_Excerpt to read_
begin

## Section16.6The Graphs of the Secant and Cosecant Functions

##### The Graph of the Function $y=\sec(t)$.

Recall that the secant function is the reciprocal of the cosine function. That is, $\sec(t)=\frac{1}{\cos(t)}\text{.}$ Given that, it seems like a good place to begin our understanding of the graph of $t=\sec(t)$ is to look at a graph of $y=\cos(t)\text{.}$ Such a graph appears as Figure 16.6.1. Figure 16.6.1. $y=\cos(t)$

The first thing we should note is that the period of the secant function will be the same as the period of the cosine function; that is, $2\pi\text{.}$

We should also note that $\cos(t)=0$ at $-\frac{5\pi}{2}\text{,}$ $-\frac{3\pi}{2}\text{,}$ $-\frac{\pi}{2}\text{,}$$\frac{\pi}{2}\text{,}$ $\frac{3\pi}{2}\text{,}$ and $\frac{5\pi}{2}\text{.}$ Consequently, at each of those values of $t\text{,}$ the secant function has the form $\frac{1}{0}\text{.}$ As is the case with rational functions (or any function, for that matter), at any value where the function returns a fraction of form $\frac{\text{not zero}}{\text{zero}}\text{,}$ the graph of the function approaches a vertical asymptote. Consequently the graph of $y=\sec(t)$ has a vertical asymptote everywhere $\cos(t)=0\text{.}$ The vertical asymptote are, specifically: $\,\,...,\,t=-\frac{5\pi}{2},\,t=-\frac{3\pi}{2},\,t=-\frac{\pi}{2},\,t=\frac{\pi}{2},\,t=\frac{3\pi}{2},\,t=\frac{5\pi}{2},\,...\text{.}$

The vertical asymptotes that occur over $[-\frac{5\pi}{2},\frac{5\pi}{2}]$ have been added to the graph in Figure 16.6.2. Figure 16.6.2. $y=\cos(t)$

At $-2\pi\text{,}$ $0\text{,}$ and $2\pi\text{,}$ the value of the cosine function is $1\text{,}$ so the value of the secant function is also $1\text{.}$ Over the intervals $\left(-\frac{5\pi}{2} ,-\frac{3\pi}{2}\right)\text{,}$ $\left(-\frac{\pi}{2} ,\frac{\pi}{2}\right)\text{,}$ and $\left(\frac{3\pi}{2} ,\frac{5\pi}{2}\right)$ the cosine function is always positive, so the secant function is also always positive. Consequently, at both ends of each of these intervals the secant curve will point upward along the asymptotes. These portions of the secant function have been added in Figure 16.6.3. Figure 16.6.3. $y=\sec(t)$ (thick and red) and $y=\cos(t)$ (thin and gray)

end

_Task details_
Write the next part of the lesson on graphing the secant and cosecant functions, starting right after its last sentence.

_Record excerpts_
begin

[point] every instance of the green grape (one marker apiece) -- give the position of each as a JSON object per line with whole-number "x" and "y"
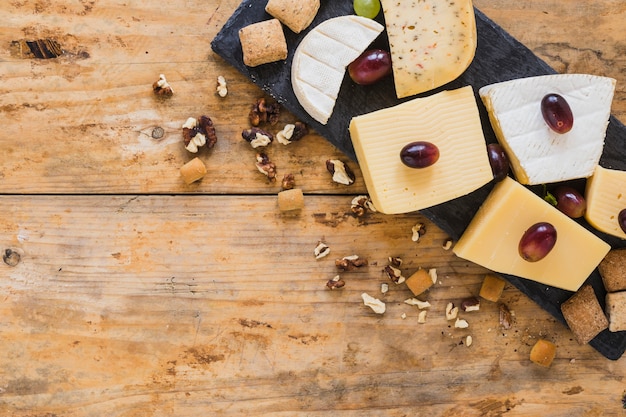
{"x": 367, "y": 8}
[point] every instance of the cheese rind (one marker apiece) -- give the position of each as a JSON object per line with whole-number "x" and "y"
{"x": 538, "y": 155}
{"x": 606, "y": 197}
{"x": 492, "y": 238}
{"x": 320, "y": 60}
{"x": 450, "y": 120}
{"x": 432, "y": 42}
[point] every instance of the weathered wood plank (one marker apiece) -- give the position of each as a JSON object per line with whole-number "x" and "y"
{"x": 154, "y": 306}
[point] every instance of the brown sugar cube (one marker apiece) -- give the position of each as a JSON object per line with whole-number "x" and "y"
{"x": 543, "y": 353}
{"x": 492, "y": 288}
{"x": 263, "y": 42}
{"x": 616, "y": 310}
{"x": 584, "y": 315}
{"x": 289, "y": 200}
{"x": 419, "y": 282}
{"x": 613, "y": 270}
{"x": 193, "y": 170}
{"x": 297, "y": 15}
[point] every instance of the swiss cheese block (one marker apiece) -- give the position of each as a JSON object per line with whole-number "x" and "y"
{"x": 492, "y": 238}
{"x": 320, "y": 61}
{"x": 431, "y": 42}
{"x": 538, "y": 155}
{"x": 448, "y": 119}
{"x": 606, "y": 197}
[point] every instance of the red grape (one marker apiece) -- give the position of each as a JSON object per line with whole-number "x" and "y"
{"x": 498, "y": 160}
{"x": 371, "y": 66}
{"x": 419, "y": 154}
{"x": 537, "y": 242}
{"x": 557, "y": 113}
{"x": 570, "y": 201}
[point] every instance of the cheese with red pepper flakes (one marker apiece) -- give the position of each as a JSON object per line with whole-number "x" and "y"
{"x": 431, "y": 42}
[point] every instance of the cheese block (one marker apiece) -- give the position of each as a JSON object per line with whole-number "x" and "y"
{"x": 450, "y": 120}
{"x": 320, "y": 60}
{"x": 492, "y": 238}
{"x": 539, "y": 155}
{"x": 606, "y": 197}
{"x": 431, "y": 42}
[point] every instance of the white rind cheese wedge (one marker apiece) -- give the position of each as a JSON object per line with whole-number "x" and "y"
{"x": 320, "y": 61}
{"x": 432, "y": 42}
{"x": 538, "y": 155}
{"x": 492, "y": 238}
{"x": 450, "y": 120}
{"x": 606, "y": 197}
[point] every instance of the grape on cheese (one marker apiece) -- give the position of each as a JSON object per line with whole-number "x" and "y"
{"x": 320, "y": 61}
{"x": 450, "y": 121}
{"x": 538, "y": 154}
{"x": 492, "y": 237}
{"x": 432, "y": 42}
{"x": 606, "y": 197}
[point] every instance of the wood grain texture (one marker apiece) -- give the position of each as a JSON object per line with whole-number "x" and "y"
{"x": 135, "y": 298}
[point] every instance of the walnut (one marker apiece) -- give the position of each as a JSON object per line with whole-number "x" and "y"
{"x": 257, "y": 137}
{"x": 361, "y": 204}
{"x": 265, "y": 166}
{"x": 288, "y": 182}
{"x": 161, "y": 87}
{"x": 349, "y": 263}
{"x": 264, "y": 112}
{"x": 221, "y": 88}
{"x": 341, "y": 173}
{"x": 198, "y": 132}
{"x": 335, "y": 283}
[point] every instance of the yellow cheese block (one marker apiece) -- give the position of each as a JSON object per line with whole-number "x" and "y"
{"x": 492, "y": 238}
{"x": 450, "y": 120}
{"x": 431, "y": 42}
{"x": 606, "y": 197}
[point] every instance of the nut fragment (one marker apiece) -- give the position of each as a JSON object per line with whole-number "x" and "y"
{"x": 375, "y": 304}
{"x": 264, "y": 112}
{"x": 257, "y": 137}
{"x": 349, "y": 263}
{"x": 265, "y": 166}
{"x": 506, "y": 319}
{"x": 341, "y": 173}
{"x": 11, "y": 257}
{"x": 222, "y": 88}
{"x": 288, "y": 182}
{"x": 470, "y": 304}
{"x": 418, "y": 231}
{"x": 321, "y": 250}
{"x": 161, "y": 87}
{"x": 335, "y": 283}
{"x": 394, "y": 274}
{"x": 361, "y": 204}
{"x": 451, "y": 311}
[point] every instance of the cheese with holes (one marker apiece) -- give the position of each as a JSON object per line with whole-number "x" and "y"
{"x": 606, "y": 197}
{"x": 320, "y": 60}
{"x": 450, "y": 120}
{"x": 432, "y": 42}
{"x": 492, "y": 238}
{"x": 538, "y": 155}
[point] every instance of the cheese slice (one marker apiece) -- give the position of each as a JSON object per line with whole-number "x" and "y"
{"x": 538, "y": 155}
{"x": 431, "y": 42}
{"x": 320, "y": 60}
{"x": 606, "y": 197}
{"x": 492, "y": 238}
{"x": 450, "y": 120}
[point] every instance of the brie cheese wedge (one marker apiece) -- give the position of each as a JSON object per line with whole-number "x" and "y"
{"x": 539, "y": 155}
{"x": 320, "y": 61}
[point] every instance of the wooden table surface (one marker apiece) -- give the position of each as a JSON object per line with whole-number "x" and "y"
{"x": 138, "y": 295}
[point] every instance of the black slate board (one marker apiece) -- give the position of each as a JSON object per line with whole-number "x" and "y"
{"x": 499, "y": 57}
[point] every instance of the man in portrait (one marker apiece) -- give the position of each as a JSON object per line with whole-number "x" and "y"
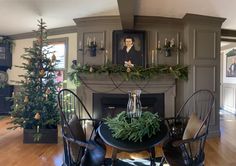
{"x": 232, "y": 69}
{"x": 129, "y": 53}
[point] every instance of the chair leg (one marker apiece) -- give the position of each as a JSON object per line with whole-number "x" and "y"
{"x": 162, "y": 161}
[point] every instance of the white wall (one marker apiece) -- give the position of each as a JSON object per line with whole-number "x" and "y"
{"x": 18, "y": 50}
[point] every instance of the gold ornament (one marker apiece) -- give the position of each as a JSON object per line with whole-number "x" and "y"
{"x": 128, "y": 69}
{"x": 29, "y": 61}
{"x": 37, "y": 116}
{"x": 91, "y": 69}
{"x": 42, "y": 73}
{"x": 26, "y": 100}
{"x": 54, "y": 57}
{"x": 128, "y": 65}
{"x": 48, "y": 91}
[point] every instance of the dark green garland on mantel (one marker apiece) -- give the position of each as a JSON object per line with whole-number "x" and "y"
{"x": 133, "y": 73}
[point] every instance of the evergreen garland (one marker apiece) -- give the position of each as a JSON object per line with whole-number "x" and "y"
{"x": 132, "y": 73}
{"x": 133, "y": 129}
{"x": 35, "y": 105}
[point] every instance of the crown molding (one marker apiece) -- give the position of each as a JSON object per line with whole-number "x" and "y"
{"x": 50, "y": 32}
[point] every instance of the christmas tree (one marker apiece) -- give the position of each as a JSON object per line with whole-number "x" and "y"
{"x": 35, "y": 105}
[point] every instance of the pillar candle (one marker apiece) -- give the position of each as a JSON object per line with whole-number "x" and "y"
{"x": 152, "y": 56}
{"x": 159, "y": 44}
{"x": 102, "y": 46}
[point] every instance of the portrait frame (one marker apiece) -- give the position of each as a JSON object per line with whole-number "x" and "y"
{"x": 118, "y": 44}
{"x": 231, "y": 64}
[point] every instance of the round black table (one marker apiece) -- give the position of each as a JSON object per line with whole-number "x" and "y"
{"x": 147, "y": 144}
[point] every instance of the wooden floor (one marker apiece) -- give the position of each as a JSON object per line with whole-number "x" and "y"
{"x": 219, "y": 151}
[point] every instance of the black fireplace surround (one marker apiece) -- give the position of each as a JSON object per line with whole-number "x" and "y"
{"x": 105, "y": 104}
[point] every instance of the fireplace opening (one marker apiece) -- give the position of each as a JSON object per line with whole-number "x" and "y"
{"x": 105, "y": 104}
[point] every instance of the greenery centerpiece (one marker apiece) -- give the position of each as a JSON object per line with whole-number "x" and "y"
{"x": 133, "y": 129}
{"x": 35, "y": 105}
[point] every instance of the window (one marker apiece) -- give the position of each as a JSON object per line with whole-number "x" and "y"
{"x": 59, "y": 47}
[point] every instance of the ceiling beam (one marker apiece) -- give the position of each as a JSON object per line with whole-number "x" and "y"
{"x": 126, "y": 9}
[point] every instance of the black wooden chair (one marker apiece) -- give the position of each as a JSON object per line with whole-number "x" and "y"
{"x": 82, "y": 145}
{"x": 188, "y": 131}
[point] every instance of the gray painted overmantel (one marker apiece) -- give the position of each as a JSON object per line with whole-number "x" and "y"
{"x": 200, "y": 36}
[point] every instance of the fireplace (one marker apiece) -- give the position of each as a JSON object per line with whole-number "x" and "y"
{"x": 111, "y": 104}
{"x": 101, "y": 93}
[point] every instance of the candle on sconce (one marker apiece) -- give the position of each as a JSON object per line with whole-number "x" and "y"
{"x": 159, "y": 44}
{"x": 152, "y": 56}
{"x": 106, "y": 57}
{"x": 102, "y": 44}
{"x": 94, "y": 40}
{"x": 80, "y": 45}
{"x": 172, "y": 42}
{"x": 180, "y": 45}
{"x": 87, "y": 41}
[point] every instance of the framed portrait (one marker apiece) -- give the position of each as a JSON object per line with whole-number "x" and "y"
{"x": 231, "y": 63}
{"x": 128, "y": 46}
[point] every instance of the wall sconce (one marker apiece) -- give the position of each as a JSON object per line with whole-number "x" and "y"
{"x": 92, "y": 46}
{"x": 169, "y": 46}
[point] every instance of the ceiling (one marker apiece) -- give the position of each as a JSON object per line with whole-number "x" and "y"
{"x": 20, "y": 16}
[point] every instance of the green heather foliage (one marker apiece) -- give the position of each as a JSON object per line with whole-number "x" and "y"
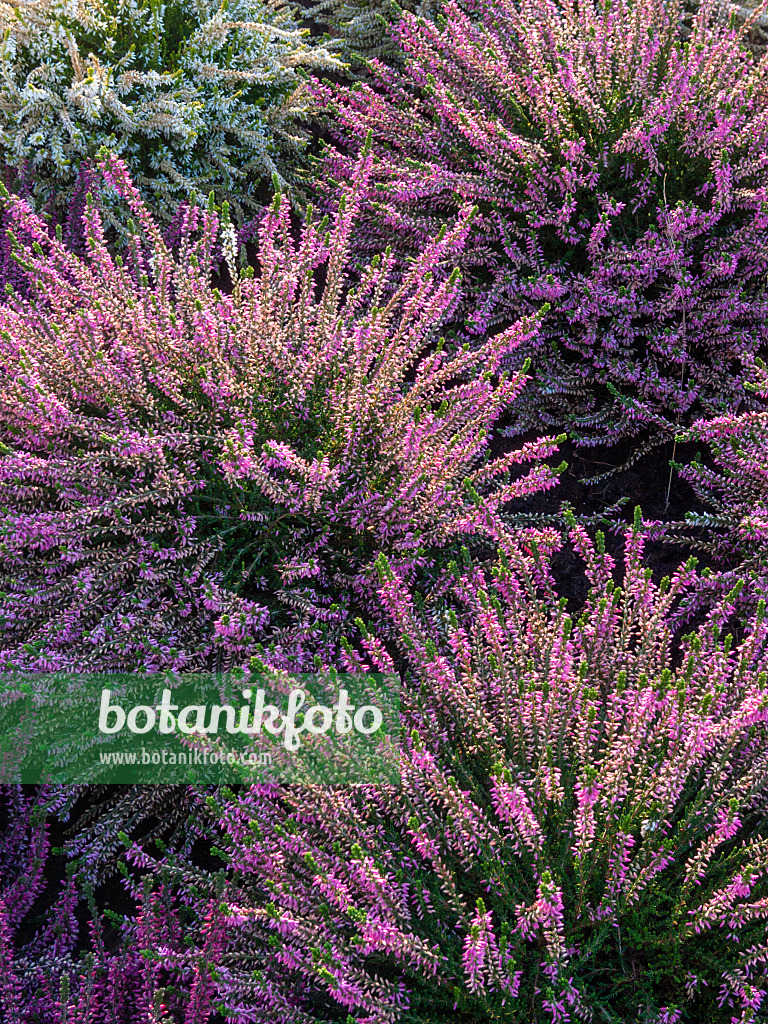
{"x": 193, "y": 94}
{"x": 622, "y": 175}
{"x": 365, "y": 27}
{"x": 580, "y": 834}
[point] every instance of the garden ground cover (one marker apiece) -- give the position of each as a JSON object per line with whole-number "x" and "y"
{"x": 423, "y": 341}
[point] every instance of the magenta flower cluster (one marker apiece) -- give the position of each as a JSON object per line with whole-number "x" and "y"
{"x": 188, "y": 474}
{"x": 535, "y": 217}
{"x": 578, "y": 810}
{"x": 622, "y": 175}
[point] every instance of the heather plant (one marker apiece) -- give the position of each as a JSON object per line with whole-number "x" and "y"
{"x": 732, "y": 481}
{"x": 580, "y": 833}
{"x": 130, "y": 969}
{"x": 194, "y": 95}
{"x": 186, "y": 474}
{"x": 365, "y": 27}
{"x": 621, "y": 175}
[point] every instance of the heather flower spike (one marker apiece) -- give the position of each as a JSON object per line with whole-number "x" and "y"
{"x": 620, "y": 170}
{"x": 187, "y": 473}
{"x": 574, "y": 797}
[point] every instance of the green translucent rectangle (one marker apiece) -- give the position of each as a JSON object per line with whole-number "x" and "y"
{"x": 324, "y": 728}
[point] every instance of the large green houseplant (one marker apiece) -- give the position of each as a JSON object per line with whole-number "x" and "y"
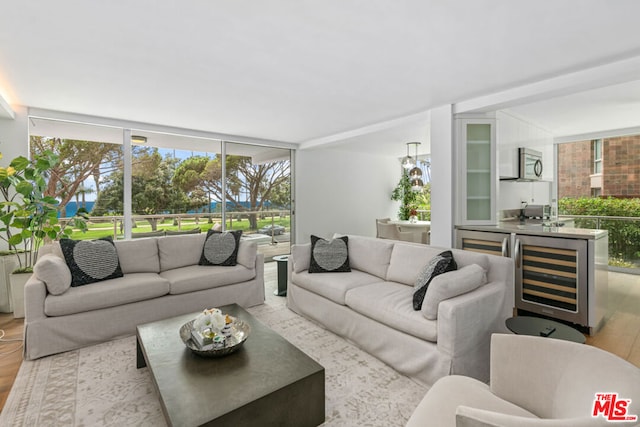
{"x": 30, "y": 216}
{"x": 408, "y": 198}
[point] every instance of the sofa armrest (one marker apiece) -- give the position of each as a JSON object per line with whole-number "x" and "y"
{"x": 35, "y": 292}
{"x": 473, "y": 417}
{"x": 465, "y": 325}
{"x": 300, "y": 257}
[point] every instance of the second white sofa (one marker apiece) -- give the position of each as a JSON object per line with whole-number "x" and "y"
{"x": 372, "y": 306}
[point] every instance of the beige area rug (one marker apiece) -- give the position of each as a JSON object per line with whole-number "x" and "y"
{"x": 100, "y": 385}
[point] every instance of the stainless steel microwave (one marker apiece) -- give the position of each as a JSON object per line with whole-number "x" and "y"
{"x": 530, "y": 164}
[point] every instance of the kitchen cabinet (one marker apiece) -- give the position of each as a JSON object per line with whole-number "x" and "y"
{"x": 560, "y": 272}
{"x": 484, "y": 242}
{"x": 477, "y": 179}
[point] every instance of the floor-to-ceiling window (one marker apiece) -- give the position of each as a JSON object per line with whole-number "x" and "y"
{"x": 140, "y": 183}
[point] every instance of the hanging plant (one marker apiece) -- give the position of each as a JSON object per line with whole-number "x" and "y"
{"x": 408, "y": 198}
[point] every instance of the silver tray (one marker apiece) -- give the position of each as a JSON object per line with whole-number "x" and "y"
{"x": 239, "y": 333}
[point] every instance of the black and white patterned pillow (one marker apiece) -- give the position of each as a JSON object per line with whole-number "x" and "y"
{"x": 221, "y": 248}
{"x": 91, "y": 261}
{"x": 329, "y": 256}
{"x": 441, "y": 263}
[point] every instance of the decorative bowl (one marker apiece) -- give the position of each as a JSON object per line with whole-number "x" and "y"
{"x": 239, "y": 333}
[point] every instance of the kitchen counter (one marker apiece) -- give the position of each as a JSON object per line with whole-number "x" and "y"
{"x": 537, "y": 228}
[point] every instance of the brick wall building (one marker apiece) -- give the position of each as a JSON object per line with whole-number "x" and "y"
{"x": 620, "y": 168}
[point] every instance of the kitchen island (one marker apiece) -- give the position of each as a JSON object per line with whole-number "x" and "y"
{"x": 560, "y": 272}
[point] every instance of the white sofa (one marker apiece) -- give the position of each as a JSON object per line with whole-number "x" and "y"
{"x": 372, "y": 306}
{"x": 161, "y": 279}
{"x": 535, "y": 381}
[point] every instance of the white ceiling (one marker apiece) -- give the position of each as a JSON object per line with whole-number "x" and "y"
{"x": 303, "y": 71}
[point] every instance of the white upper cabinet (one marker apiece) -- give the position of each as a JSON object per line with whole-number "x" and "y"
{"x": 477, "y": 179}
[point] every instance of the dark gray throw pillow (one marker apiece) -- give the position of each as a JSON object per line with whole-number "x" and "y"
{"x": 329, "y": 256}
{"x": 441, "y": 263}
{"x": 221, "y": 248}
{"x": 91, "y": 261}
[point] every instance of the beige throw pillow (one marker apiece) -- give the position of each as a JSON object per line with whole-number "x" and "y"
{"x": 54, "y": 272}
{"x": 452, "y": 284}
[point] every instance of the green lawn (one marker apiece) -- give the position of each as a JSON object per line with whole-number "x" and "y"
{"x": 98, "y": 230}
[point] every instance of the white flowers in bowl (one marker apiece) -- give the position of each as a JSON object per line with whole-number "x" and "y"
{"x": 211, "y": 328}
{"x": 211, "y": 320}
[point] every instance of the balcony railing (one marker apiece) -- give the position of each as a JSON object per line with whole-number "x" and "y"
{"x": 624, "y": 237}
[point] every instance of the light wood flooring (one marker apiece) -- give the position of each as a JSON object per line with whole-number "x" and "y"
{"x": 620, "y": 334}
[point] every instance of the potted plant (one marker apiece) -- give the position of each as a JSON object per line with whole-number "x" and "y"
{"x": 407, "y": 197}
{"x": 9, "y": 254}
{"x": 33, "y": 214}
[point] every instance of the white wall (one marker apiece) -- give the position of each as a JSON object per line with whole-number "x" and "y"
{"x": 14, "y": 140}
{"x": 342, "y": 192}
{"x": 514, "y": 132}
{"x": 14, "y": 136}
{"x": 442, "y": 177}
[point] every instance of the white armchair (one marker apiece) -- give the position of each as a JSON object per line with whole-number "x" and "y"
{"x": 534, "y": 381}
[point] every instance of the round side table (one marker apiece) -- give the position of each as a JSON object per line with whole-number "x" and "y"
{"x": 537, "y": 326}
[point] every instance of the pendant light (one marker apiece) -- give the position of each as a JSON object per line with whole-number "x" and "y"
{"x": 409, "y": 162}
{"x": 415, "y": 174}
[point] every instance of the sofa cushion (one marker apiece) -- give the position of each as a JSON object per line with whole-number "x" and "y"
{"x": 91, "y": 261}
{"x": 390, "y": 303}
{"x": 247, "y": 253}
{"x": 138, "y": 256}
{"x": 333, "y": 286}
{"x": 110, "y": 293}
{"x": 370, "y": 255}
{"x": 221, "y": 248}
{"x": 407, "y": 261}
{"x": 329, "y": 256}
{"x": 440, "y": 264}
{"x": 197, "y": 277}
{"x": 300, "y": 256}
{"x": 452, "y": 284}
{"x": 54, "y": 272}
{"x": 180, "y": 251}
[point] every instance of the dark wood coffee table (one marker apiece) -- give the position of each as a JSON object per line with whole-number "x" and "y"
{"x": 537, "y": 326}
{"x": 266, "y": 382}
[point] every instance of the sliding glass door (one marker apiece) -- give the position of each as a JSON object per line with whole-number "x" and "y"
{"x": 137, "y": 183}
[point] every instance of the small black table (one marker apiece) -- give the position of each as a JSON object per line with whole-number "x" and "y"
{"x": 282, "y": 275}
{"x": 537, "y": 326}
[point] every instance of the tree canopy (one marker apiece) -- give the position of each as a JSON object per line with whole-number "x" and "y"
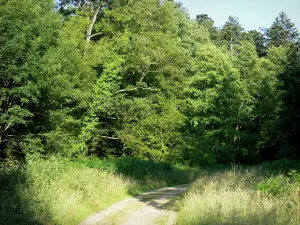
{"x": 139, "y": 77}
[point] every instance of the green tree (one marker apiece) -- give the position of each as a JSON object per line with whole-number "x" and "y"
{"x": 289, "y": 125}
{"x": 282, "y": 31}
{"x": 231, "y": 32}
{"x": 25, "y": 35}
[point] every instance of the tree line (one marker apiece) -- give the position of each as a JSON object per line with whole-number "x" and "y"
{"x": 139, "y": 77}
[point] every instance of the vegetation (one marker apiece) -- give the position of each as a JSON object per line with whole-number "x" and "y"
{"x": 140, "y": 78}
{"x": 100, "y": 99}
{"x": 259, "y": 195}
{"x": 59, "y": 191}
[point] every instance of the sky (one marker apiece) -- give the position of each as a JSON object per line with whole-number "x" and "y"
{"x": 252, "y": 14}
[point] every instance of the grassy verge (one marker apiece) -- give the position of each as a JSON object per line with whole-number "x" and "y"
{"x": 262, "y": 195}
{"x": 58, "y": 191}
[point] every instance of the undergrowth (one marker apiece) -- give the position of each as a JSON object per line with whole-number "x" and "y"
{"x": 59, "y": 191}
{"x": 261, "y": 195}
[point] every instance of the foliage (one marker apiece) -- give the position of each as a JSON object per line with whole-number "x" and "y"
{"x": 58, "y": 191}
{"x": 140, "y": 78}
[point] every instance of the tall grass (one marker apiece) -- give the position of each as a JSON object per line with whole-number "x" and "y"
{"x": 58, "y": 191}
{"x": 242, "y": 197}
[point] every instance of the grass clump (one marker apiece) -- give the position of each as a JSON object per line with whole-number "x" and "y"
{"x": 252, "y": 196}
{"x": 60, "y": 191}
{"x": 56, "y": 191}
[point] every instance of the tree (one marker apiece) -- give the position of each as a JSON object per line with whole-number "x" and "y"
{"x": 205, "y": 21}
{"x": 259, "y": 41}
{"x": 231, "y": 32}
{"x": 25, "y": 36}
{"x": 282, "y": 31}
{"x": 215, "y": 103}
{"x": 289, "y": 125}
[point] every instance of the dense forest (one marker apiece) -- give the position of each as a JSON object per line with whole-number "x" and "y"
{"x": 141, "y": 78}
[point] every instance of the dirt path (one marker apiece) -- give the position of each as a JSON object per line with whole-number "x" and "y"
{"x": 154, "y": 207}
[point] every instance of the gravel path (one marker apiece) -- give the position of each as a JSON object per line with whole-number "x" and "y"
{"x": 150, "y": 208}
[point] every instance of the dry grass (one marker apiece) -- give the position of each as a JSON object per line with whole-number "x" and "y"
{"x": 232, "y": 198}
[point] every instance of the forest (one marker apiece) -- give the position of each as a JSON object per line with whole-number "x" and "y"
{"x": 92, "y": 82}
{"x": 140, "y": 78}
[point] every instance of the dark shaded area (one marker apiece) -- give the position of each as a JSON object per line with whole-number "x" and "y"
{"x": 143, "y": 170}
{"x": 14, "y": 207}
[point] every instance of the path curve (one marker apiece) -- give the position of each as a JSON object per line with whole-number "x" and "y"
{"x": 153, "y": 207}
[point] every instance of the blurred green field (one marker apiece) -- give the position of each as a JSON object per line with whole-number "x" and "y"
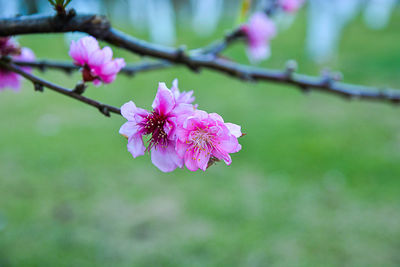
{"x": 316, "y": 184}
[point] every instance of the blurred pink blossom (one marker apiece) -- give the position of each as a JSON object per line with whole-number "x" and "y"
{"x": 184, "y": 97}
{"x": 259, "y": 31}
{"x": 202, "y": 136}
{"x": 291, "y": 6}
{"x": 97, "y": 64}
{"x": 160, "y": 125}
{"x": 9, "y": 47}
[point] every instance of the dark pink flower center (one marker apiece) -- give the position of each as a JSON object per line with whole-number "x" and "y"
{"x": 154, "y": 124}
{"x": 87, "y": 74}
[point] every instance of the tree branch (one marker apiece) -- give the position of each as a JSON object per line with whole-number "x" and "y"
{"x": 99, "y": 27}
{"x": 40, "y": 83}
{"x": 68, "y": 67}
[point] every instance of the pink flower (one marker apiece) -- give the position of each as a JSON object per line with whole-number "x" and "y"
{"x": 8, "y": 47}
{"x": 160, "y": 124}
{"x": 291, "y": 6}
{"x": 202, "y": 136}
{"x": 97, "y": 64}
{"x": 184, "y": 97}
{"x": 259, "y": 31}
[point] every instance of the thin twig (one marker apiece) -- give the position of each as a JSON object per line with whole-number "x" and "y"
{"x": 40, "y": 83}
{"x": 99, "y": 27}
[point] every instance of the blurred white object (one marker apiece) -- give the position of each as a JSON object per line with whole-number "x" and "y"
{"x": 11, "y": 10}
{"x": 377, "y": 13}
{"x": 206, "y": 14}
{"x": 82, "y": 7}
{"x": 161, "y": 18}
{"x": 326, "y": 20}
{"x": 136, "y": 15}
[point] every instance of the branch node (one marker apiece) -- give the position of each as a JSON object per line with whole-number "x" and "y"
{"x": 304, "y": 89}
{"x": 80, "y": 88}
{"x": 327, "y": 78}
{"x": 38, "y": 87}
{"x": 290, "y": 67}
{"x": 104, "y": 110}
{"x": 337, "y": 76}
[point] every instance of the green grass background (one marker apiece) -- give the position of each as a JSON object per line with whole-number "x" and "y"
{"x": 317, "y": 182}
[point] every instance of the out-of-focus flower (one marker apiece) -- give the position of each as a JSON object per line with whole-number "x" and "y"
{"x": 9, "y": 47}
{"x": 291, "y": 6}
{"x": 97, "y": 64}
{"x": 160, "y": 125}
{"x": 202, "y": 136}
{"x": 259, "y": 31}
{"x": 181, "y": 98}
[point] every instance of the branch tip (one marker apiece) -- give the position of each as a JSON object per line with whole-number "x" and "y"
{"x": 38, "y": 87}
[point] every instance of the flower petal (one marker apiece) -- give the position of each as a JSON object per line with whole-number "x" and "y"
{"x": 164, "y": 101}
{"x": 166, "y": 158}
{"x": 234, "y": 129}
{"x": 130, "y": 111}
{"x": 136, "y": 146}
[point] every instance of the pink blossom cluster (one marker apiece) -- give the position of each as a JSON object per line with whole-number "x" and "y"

end

_Output of the task_
At $-\pi$ and $\pi\text{,}$ the value of the cosine function is $-1\text{,}$ so the value of the secant function is also $-1\text{.}$ Over the intervals $\left(-\frac{3\pi}{2} ,-\frac{\pi}{2}\right)$ and $\left(\frac{\pi}{2} ,\frac{3\pi}{2}\right)$ the cosine function is always negative, so the secant function is also always negative. Consequently, at both ends of each of these intervals the secant curve will point downward along the asymptotes. The secant function has been completed in Figure 16.6.4. Figure 16.6.4. $y=\sec(t)$ (thick and red) and $y=\cos(t)$ (thin and gray)
###### Example16.6.5.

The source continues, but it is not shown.